• Recorded information:
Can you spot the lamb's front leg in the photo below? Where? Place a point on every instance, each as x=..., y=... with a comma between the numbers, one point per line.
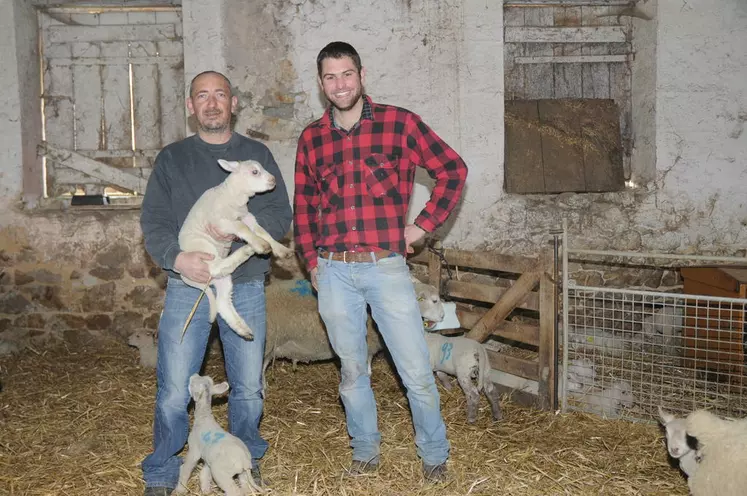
x=277, y=249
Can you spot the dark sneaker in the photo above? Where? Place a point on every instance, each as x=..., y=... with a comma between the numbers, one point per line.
x=158, y=491
x=435, y=473
x=364, y=467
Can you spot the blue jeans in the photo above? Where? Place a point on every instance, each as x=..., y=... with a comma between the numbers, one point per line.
x=178, y=361
x=385, y=285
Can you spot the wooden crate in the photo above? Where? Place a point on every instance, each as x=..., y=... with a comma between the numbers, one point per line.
x=714, y=333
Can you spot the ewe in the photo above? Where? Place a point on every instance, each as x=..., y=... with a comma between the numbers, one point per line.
x=224, y=206
x=224, y=455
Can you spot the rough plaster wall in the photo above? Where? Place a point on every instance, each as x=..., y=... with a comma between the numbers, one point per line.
x=701, y=114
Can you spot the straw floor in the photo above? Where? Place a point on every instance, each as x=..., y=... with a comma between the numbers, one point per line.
x=78, y=422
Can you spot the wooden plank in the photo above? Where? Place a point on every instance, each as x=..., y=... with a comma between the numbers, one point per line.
x=152, y=32
x=511, y=298
x=146, y=106
x=567, y=77
x=602, y=146
x=111, y=175
x=590, y=34
x=517, y=366
x=538, y=78
x=596, y=77
x=487, y=294
x=88, y=113
x=500, y=262
x=513, y=72
x=561, y=147
x=173, y=111
x=524, y=169
x=65, y=62
x=548, y=343
x=117, y=115
x=573, y=59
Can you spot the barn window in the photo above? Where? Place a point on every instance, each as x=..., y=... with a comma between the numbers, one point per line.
x=112, y=97
x=567, y=90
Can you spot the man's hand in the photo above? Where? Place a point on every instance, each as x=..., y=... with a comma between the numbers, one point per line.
x=218, y=235
x=412, y=234
x=191, y=264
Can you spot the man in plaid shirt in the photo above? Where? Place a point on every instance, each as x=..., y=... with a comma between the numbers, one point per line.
x=355, y=168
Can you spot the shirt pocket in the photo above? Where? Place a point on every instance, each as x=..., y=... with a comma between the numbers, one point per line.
x=330, y=183
x=382, y=175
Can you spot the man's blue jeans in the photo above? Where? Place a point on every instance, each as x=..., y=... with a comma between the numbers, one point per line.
x=385, y=285
x=177, y=361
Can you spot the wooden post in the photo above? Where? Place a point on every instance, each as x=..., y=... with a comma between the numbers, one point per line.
x=511, y=298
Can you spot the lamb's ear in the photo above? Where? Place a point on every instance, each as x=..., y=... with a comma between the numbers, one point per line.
x=219, y=388
x=228, y=165
x=665, y=416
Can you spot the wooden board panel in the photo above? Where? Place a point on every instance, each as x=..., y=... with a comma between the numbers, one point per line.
x=88, y=115
x=146, y=106
x=561, y=148
x=538, y=78
x=526, y=173
x=602, y=150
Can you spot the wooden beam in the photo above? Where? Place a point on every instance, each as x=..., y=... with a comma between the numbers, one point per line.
x=513, y=365
x=514, y=264
x=571, y=59
x=590, y=34
x=81, y=163
x=510, y=300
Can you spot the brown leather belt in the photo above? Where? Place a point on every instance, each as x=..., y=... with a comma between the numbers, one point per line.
x=355, y=256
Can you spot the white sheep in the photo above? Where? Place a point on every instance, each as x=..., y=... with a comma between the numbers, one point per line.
x=225, y=207
x=677, y=442
x=146, y=343
x=606, y=402
x=722, y=445
x=466, y=359
x=300, y=336
x=224, y=455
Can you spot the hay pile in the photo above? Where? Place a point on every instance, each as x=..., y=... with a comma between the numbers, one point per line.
x=78, y=422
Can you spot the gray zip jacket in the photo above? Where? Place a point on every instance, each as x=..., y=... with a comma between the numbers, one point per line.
x=186, y=169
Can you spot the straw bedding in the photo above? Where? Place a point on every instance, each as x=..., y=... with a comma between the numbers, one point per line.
x=78, y=422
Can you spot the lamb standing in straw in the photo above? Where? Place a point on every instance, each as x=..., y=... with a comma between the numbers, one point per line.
x=225, y=207
x=723, y=447
x=224, y=455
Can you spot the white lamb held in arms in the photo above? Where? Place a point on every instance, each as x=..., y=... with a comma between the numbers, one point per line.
x=225, y=456
x=677, y=442
x=722, y=445
x=225, y=207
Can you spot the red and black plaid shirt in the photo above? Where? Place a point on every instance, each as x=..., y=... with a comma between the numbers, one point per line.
x=353, y=189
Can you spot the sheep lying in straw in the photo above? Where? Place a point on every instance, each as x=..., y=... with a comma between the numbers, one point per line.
x=466, y=359
x=224, y=455
x=296, y=332
x=225, y=207
x=146, y=343
x=723, y=447
x=606, y=402
x=677, y=442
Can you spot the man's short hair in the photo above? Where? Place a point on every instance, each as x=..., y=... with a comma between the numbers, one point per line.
x=192, y=83
x=338, y=50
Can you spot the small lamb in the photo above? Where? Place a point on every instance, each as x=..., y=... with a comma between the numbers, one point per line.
x=606, y=402
x=677, y=443
x=466, y=359
x=224, y=455
x=225, y=207
x=146, y=343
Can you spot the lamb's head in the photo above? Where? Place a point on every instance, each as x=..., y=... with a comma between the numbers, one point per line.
x=202, y=388
x=140, y=339
x=676, y=429
x=247, y=177
x=430, y=303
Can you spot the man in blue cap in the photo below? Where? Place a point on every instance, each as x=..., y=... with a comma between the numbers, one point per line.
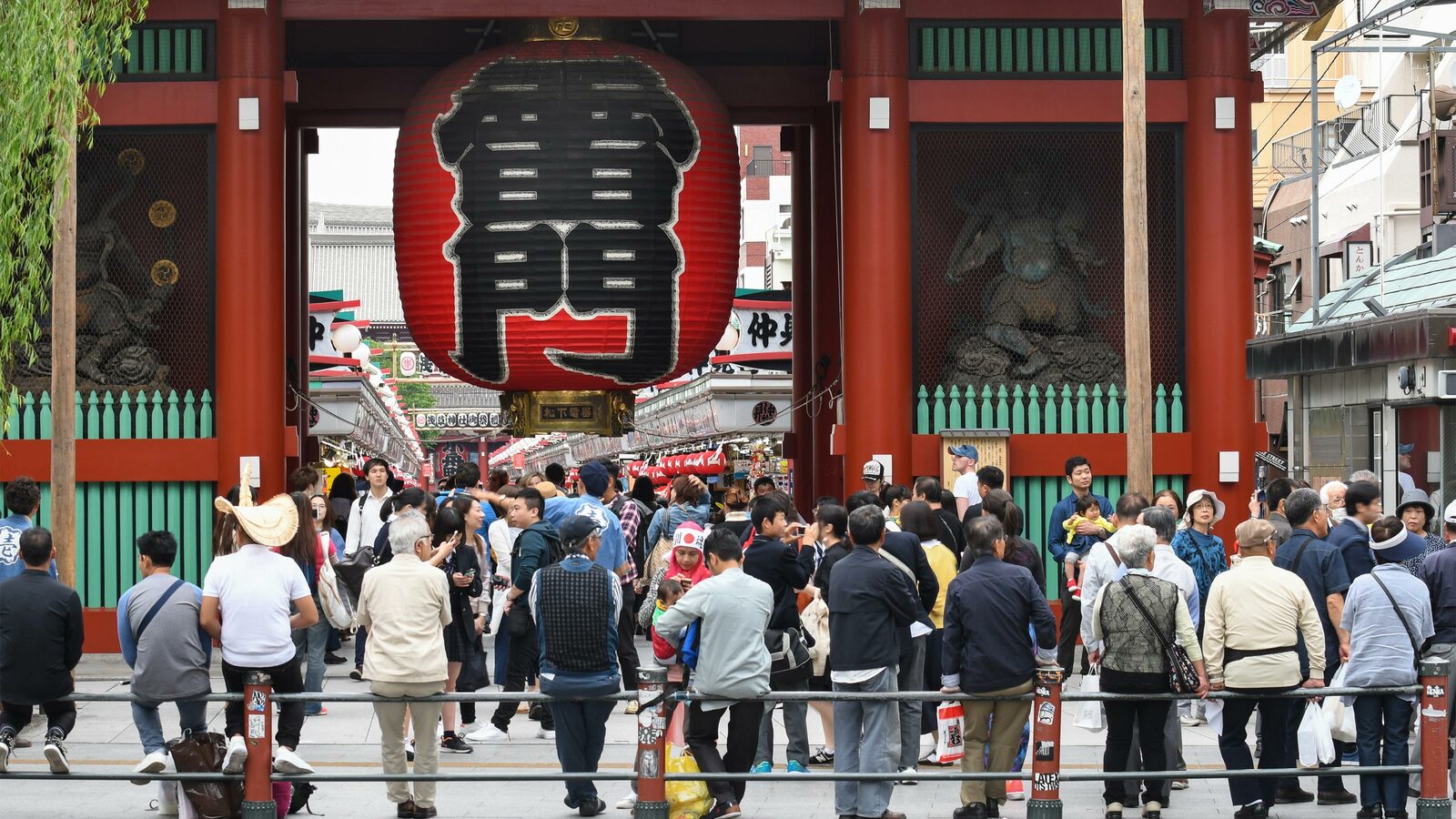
x=594, y=481
x=577, y=603
x=966, y=490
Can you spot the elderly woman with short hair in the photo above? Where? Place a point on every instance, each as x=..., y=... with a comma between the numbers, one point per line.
x=1133, y=662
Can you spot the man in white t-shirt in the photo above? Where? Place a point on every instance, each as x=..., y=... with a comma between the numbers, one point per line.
x=247, y=601
x=364, y=513
x=966, y=490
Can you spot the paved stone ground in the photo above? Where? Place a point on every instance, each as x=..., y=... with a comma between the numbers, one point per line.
x=346, y=741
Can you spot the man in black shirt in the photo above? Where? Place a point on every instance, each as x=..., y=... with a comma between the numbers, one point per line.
x=41, y=636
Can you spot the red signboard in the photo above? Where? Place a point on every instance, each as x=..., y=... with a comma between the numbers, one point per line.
x=567, y=217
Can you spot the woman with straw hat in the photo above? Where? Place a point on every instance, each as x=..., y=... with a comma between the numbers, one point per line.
x=247, y=599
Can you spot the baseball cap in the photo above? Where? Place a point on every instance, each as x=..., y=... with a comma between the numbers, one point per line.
x=1254, y=532
x=594, y=479
x=577, y=530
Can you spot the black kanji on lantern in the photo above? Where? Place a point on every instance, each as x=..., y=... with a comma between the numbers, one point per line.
x=567, y=178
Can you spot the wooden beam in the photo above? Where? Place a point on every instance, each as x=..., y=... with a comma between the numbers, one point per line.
x=63, y=365
x=1138, y=356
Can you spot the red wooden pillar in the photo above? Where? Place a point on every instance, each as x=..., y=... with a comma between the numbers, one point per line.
x=251, y=244
x=875, y=241
x=1219, y=254
x=805, y=479
x=829, y=470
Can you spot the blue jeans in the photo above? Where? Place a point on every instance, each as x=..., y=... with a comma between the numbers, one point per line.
x=1382, y=727
x=312, y=643
x=193, y=717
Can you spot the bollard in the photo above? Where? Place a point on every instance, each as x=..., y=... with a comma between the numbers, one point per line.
x=258, y=802
x=652, y=761
x=1434, y=717
x=1046, y=746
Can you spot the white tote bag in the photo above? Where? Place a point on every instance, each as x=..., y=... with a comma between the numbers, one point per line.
x=1091, y=714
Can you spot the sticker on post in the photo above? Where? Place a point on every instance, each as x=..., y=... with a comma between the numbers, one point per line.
x=648, y=763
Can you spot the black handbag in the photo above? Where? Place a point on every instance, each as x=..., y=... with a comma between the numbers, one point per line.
x=1183, y=676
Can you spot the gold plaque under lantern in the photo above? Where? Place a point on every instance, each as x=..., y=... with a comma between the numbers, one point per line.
x=162, y=213
x=603, y=413
x=165, y=273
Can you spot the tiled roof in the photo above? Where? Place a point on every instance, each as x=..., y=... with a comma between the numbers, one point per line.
x=1411, y=286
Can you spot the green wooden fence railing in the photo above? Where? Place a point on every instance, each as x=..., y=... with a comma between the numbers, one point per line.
x=1037, y=494
x=116, y=416
x=1067, y=409
x=109, y=518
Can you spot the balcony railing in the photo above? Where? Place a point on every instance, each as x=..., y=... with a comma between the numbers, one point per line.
x=769, y=167
x=1360, y=131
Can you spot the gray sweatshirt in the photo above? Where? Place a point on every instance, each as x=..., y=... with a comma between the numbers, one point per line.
x=732, y=656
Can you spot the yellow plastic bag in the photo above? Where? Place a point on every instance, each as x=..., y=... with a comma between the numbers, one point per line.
x=684, y=799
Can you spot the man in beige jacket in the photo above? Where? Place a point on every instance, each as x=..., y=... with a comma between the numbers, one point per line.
x=405, y=605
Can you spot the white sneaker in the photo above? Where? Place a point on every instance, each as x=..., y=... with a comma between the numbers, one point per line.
x=153, y=763
x=488, y=733
x=237, y=755
x=288, y=763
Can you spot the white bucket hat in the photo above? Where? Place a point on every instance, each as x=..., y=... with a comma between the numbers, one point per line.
x=1198, y=494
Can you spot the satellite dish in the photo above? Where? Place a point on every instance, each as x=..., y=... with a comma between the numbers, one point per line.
x=1347, y=91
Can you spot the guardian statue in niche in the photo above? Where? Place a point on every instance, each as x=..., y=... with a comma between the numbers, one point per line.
x=1034, y=310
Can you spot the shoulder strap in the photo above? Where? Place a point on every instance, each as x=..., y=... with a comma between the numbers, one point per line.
x=1300, y=554
x=897, y=561
x=1111, y=551
x=157, y=605
x=1410, y=632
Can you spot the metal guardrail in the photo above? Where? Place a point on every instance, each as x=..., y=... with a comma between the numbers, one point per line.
x=650, y=765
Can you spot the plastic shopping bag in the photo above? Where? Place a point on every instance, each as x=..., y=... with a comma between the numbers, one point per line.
x=1315, y=745
x=951, y=722
x=1339, y=713
x=1089, y=713
x=684, y=799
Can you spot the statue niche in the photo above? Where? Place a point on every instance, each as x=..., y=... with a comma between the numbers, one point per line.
x=1036, y=307
x=118, y=295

• Problem details:
Each line from the one containing "Can you spot the statue" to the end of the entries above should be copied exactly, and no other line.

• Task solution:
Can you spot the statue niche in the photo above? Where? Place a point on every instance, each as x=..., y=... with a comma between the numbers, one point per line.
x=1036, y=307
x=118, y=295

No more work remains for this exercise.